Deine Aufgabe ▸ Gib alles von der Zeile mit „Find and box blue jeans in this screenshot.“ bis hinunter zur Zeile mit „[154,355,276,378]“ wieder, beide Zeilen eingeschlossen. Tausche dabei „railway track“ gegen „train track“ aus und lass alles andere unverändert.

Bereitgestellte Daten ▸
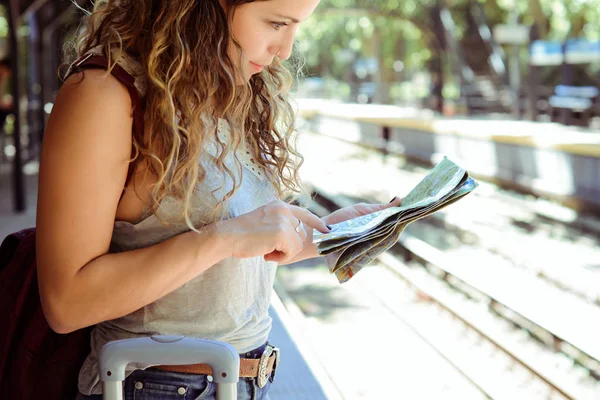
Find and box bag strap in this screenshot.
[65,53,144,197]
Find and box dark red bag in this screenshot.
[0,56,143,400]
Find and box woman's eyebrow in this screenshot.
[274,14,300,24]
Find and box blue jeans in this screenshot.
[75,346,272,400]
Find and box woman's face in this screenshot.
[228,0,320,81]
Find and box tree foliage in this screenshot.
[299,0,600,87]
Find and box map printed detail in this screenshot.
[313,157,478,283]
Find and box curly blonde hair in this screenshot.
[66,0,309,230]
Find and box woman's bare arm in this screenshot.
[36,70,230,333]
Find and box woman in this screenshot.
[37,0,404,399]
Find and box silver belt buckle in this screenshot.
[256,345,279,388]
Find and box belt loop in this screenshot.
[269,347,281,383]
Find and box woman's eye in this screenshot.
[271,22,288,31]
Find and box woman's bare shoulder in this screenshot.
[37,70,133,282]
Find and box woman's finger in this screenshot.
[289,205,331,233]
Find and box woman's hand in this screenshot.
[216,200,329,264]
[323,197,402,225]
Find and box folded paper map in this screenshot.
[313,157,477,283]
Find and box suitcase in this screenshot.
[99,336,240,400]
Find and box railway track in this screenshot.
[312,188,600,400]
[302,132,600,306]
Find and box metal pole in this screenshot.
[8,0,26,212]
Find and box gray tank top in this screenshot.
[79,53,277,395]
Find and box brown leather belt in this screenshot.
[154,355,276,378]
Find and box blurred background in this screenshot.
[0,0,600,399]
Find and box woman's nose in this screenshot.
[275,27,296,61]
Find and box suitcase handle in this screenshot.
[99,336,240,400]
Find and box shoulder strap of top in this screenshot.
[65,53,144,194]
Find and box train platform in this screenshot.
[297,99,600,157]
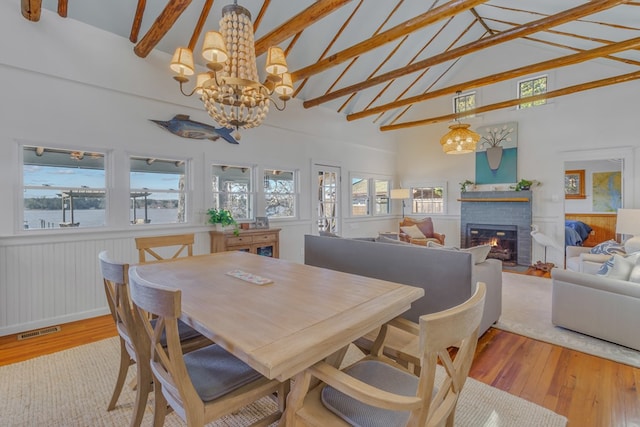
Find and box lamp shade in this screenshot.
[390,188,410,199]
[616,209,640,236]
[440,123,480,154]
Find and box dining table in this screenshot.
[131,251,424,425]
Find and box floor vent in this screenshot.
[18,326,60,341]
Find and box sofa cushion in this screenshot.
[589,240,625,255]
[400,225,426,239]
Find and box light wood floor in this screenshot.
[0,316,640,427]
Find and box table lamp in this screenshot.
[390,188,410,218]
[616,209,640,254]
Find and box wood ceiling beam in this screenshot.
[133,0,191,58]
[291,0,487,82]
[189,0,213,52]
[58,0,68,18]
[129,0,147,43]
[256,0,351,56]
[21,0,42,22]
[347,37,640,121]
[303,0,629,108]
[380,71,640,131]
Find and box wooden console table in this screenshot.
[209,228,280,258]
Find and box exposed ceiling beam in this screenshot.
[189,0,213,52]
[129,0,147,43]
[133,0,191,58]
[58,0,67,18]
[380,71,640,131]
[256,0,351,56]
[303,0,629,108]
[347,37,640,120]
[291,0,487,82]
[21,0,42,22]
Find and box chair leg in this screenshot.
[131,363,153,427]
[153,381,167,427]
[107,339,135,411]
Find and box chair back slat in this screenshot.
[135,233,195,263]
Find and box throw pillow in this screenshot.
[400,225,426,239]
[589,240,626,255]
[460,245,491,264]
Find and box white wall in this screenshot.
[0,4,400,335]
[393,40,640,266]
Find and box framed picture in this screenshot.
[256,216,269,228]
[564,169,587,199]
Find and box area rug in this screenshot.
[494,272,640,367]
[0,338,567,427]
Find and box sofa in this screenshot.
[565,246,611,274]
[304,235,502,334]
[551,268,640,350]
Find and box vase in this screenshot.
[487,146,502,171]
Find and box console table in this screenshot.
[209,228,280,258]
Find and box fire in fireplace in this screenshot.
[465,224,518,265]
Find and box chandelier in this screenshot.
[440,120,480,154]
[171,1,293,139]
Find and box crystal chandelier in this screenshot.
[440,121,480,154]
[171,1,293,139]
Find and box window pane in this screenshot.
[129,157,186,224]
[22,146,106,230]
[373,179,390,215]
[411,187,444,214]
[263,170,296,218]
[351,178,369,216]
[212,165,253,221]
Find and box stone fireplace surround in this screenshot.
[460,191,533,265]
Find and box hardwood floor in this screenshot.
[0,315,640,427]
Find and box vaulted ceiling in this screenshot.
[22,0,640,130]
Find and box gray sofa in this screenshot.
[551,268,640,350]
[304,235,502,334]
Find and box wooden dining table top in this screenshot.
[132,251,424,381]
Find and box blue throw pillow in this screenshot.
[589,240,625,255]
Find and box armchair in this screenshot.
[398,217,445,246]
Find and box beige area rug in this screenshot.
[494,273,640,367]
[0,338,567,427]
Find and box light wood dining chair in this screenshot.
[98,251,152,427]
[135,233,194,263]
[98,251,211,427]
[129,267,288,427]
[288,282,486,427]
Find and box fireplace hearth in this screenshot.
[466,224,518,265]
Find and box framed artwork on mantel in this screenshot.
[564,169,587,199]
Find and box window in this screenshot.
[518,76,547,108]
[411,185,445,214]
[351,176,391,216]
[212,165,254,221]
[22,146,106,230]
[453,92,476,117]
[129,157,188,225]
[263,169,296,218]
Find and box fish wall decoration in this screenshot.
[149,114,238,144]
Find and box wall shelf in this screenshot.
[458,197,530,203]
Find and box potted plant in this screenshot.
[207,208,238,231]
[458,179,473,193]
[514,178,539,191]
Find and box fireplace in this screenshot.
[465,224,518,265]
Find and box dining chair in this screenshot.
[288,282,486,427]
[129,267,288,427]
[98,251,152,426]
[135,233,194,263]
[98,251,211,426]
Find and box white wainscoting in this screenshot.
[0,229,209,336]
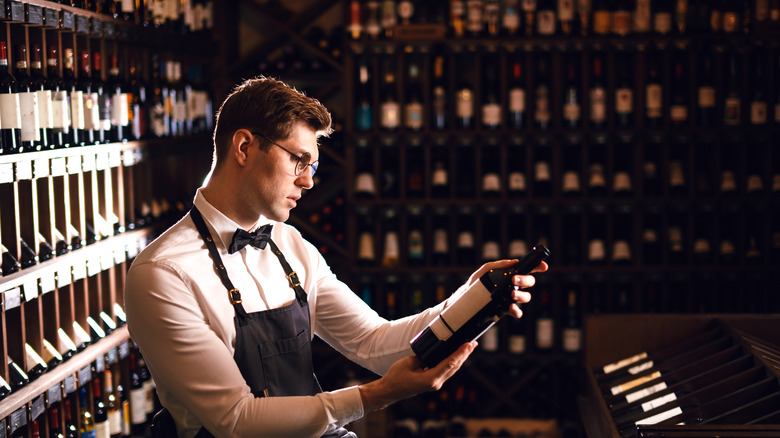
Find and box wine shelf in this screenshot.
[578,314,780,438]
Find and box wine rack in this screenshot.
[579,314,780,437]
[336,1,780,436]
[0,0,216,437]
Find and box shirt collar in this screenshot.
[193,187,273,253]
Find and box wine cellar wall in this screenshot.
[336,1,780,436]
[0,1,214,437]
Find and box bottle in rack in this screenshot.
[15,43,43,152]
[507,55,526,129]
[0,41,24,154]
[411,245,550,367]
[104,53,132,142]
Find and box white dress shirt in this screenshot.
[125,190,444,438]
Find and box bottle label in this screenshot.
[70,91,86,129]
[563,328,582,353]
[645,84,663,118]
[406,102,423,129]
[536,9,555,35]
[698,86,715,108]
[509,171,526,192]
[482,173,501,192]
[35,90,54,129]
[430,281,491,341]
[379,102,401,129]
[626,382,667,403]
[536,318,553,348]
[455,89,474,119]
[610,371,661,395]
[590,87,607,123]
[130,388,146,424]
[615,88,634,114]
[19,92,41,141]
[750,102,767,125]
[482,103,501,126]
[82,93,100,130]
[111,93,130,126]
[0,93,22,129]
[51,91,70,129]
[94,421,111,438]
[108,409,122,435]
[602,352,647,374]
[636,407,682,425]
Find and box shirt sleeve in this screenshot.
[125,262,363,437]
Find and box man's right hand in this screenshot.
[359,342,477,413]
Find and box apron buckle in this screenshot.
[228,288,241,304]
[287,271,301,287]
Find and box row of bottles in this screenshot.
[11,0,214,34]
[0,41,212,154]
[355,203,780,269]
[352,134,780,201]
[353,46,780,132]
[346,0,780,40]
[0,340,160,438]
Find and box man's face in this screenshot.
[243,122,319,222]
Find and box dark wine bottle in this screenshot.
[0,41,24,154]
[411,245,550,367]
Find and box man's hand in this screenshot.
[466,259,550,318]
[360,342,477,413]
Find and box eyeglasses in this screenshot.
[252,132,320,176]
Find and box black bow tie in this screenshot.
[228,224,273,254]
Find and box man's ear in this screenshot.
[230,129,254,166]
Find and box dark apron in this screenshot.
[154,207,357,438]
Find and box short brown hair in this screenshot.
[214,76,332,167]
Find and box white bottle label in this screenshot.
[0,93,22,129]
[51,91,70,129]
[70,91,85,129]
[19,92,41,141]
[35,90,54,129]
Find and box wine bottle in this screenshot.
[562,58,582,128]
[455,206,477,266]
[24,343,49,381]
[614,52,634,128]
[481,54,504,129]
[77,50,102,145]
[79,386,97,438]
[20,44,54,150]
[645,54,664,128]
[482,144,503,199]
[455,55,475,129]
[355,59,374,131]
[534,54,552,129]
[379,61,401,130]
[0,41,24,154]
[406,205,425,266]
[507,59,526,129]
[588,54,607,128]
[669,55,688,127]
[593,0,612,35]
[750,50,768,126]
[62,48,88,146]
[7,356,30,391]
[404,61,425,131]
[92,376,111,438]
[104,53,132,142]
[0,245,22,275]
[431,54,449,130]
[723,53,742,126]
[431,206,450,266]
[411,245,550,367]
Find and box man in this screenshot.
[125,77,547,438]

Richtige Ausgabe ▸
Find and box blue jeans in this screenshot.
[75,346,272,400]
Find and box woman's face in this screenshot.
[228,0,320,81]
Find and box tree foliage in this screenshot.
[299,0,600,87]
Find and box map printed detail in this screenshot.
[313,157,478,283]
Find and box curly blonde hair in this screenshot.
[66,0,309,230]
Find and box woman's bare arm in this screenshot.
[36,70,230,333]
Find and box woman in this screenshot.
[37,0,404,399]
Find and box silver belt buckle in this screenshot.
[256,345,279,388]
Find and box belt loop in this screenshot.
[269,347,281,383]
Find and box woman's eye in this screenshot.
[271,22,288,31]
Find and box woman's bare shoulder in this screenshot.
[37,70,133,282]
Find and box woman's finger in this screenshot.
[289,205,331,233]
Find and box woman's hand in this screenshot.
[216,200,329,264]
[323,197,402,225]
Find and box folded paper map in this screenshot.
[313,157,477,283]
Find and box suitcase in this screenshot.
[99,336,240,400]
Find and box train track in this screenshot.
[312,188,600,400]
[302,132,600,306]
Find and box metal pole in this screenshot.
[8,0,26,212]
Find and box gray tank top in this screenshot.
[79,53,277,395]
Find and box brown leather belt in this screenshot.
[154,355,276,378]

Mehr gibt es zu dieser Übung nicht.